» **Supplied passage**:

I guess I've been thinking about something a little different. I've been
thinking about what would be an appropriate algebra to internally represent,
manipulate, and optimize Drill queries.
My conclusion is that the best candidate is relational algebra, augmented with
data types that allow collections of nested records and with "explode" and
"implode" operators. ("explode" takes a record with nested records and converts
it to a sequence of flat records, plus a "location" value that indicates how
the nested record fits into the parent; "implode" is the inverse: it takes a
sequence of flat records with a "location" field and converts into a nested
record.) Here is how I came to that conclusion.
The algebra is lower level than DrQL: viz, it would have fewer operators, and
the operators would be easier to reason about and to write transformation rules
for. (Anyone who thinks that DrQL's 'where' operator is straightforward should
ponder why BigQuery will sometimes give the error "Cannot query the cross
product of repeated fields".)
The algebra is (probably) higher level than what Ted calls a "logical plan".
His operators produce two outputs, and while that makes perfect sense for
physical operators, it is difficult to reason about.

» **Exercises**:
• 1. In the post about an algebra for Drill queries, what does the "implode" operator do?
• 2. Continue the post about an algebra for Drill queries, starting after its last sentence.

» **Data segment**:
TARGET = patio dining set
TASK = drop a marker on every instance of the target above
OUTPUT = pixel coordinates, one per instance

» **Expected results**:
• 1. It takes a sequence of flat records with a "location" field and converts them into a nested record.

• 2.
Here are a few reasons why I consider DrQL to be a less clean model than the
relational model. As I've said before, the "where" operator has a much more
complex behavior than SQL's where. It is best understood as decomposing
records, applying a filtering predicate, then re-composing the fragments of the
row that made it through the filter. The "within" clause is a nice shorthand,
but is too limited to be considered a full operator. Trees (collections within
rows) are similar to relations (collections of rows) but are handled using
different operators. If the "tree" model was as powerful as advertised then we
wouldn't need the concept of "relation" at all.
That doesn't mean that DrQL is not a good query language. It seems to be
concise, and users learn it quickly and like it. Syntactic sugar operators like
"within" is totally appropriate (just like syntactic sugar "select distinct"
and "having" in SQL).
To fix up DrQL's "where" operator, we convert it to "explode" followed by
"filter" followed by "implode". To fix up aggregate "within", we apply
"explode" then aggregate. We find that we never need to operate on trees. If we
need to operate on a tree, we explode into several records, apply relational
operators on those records, and if necessary implode back again. We're
operating in relational algebra.
This is good news, because relational algebra is well behaved and well
understood.
And by the way, even if the algebra is about exploded sets of flat records,
there's no reason that the physical operators can't operate on tree-structured
records. We could recognize explode-followed-by-filter-followed-by-implode and
implement an operator that does precisely the same as a DrQL "where" clause.
Am I over-engineering here? It's possible. Maybe Drill doesn't need query
optimization. Maybe queries can go straight from a DrQL parse tree to a DAG of
operators using a straightforward mapping. But I'll argue that many people will
come to Drill with SQL queries, or queries very similar to SQL, data sets with
minimal nesting, and will be saddened when Drill can't execute their queries.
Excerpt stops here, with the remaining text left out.